§ **DIRECTIVE**: Reproduce the items below word for word, starting at the line containing "Find the metal" and ending at the line containing "[(281, 96), (18, 71)]", with both of those lines included.

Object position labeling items
....................
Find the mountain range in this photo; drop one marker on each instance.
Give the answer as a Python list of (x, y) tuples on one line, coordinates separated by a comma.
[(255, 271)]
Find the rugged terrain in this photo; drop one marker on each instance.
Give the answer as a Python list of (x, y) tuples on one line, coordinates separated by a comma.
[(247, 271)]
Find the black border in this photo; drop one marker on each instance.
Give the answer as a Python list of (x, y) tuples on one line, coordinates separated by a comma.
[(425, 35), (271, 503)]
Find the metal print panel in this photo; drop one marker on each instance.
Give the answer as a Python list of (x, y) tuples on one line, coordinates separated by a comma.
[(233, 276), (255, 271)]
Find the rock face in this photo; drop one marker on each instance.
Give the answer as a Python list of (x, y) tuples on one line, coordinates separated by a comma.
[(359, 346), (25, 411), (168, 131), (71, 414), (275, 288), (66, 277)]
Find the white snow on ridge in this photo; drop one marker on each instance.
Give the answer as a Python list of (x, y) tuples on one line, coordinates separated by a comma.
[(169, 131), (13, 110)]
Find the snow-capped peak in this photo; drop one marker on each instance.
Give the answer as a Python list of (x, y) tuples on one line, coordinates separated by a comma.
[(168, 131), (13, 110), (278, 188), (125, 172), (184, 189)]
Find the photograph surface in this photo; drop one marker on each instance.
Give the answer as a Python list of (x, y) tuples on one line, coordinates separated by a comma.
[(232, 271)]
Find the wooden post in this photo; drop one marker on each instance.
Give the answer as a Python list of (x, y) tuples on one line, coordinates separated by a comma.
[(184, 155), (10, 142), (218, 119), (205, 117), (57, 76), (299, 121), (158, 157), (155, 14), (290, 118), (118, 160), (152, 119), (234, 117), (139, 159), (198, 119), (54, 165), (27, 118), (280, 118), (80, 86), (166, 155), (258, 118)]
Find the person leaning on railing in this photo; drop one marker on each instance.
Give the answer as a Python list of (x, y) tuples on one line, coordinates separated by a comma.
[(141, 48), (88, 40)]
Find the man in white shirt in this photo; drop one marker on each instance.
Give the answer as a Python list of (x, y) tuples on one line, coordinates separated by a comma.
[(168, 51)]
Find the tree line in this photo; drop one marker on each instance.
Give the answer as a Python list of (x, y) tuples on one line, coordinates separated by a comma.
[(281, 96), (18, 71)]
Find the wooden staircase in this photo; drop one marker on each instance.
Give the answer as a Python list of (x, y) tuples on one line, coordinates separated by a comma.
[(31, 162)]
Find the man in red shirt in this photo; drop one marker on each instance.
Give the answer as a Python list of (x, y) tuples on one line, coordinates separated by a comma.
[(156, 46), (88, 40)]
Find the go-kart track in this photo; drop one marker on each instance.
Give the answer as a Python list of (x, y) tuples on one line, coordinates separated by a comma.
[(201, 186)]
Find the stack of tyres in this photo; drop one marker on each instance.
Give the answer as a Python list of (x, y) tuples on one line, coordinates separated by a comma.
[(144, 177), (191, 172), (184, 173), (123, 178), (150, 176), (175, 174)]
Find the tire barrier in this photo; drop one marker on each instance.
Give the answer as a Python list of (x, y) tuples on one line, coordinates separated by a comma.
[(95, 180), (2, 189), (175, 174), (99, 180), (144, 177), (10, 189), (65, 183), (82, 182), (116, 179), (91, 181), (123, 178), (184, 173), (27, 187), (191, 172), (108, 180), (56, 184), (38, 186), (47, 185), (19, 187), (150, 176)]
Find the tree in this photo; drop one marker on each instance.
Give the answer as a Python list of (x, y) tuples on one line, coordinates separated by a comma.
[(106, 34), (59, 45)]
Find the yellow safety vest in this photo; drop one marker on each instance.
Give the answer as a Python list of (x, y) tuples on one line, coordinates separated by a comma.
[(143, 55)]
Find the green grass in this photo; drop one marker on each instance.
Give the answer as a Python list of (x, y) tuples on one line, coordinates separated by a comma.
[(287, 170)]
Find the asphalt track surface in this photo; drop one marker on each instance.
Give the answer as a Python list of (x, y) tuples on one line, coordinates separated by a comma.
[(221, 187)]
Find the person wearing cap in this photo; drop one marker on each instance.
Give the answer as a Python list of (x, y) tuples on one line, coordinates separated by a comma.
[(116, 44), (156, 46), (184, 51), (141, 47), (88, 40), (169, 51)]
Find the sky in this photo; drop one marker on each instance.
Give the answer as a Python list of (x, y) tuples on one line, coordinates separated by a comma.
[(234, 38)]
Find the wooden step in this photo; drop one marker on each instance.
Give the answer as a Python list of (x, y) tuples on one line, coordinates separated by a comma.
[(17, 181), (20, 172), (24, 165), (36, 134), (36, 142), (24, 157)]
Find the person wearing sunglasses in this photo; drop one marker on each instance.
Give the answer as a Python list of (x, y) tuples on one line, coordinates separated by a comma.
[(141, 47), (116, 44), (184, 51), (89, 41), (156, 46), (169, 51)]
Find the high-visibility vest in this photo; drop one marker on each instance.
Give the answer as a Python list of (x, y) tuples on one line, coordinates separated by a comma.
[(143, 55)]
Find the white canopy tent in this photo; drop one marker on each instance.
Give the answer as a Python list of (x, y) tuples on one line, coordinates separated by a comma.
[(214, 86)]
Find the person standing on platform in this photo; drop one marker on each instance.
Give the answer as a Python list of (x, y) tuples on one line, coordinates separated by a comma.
....................
§ **THE RESULT**:
Find the metal print panel in this photo; drop one marker on each instance.
Give the answer as a Python list of (x, y) tuples on one line, coordinates separated by a comma.
[(233, 276), (255, 271)]
Find the rock face in this photo; drop one marker on each instance.
Give the answer as a Python list of (x, y) tuples on one line, coordinates separated by a comma.
[(359, 346), (25, 411), (168, 131), (71, 414), (275, 288), (66, 277)]
Find the white snow on ridge in this photo; drop one marker on each instance.
Give the answer as a Python list of (x, y) tuples on one line, coordinates separated by a comma.
[(169, 131), (13, 110)]
Find the snow-capped peak in this photo; drop one marker on each instance.
Give the answer as a Python list of (x, y) tuples on one line, coordinates separated by a comma.
[(168, 131), (13, 110), (278, 188), (125, 172), (184, 189)]
Find the photograph surface in this photo; drop one marker on each instance.
Give the answer as a Python list of (x, y) tuples on one line, coordinates separated by a comma.
[(232, 271)]
Find the wooden post in this photo; drop one marker on each instance.
Give the answer as a Python list of (x, y) tuples on one line, coordinates separated by a comma.
[(184, 155), (10, 142), (218, 119), (205, 117), (57, 76), (299, 121), (158, 157), (155, 14), (290, 118), (118, 160), (152, 119), (234, 117), (139, 159), (198, 119), (54, 165), (27, 118), (280, 118), (80, 86), (166, 155), (258, 118)]
Find the person leaning on railing in this photo; drop one marker on each instance.
Give the answer as a Python list of (x, y) tuples on one line, coordinates separated by a comma.
[(141, 48), (88, 40)]
Find the man in white shirt in this photo; drop one marker on each instance.
Give the answer as a Python list of (x, y) tuples on one line, coordinates separated by a comma.
[(168, 51)]
Find the tree line in this photo; drop one marker on each instance.
Give the answer as a Python list of (x, y) tuples on one line, coordinates separated by a comma.
[(281, 96), (18, 71)]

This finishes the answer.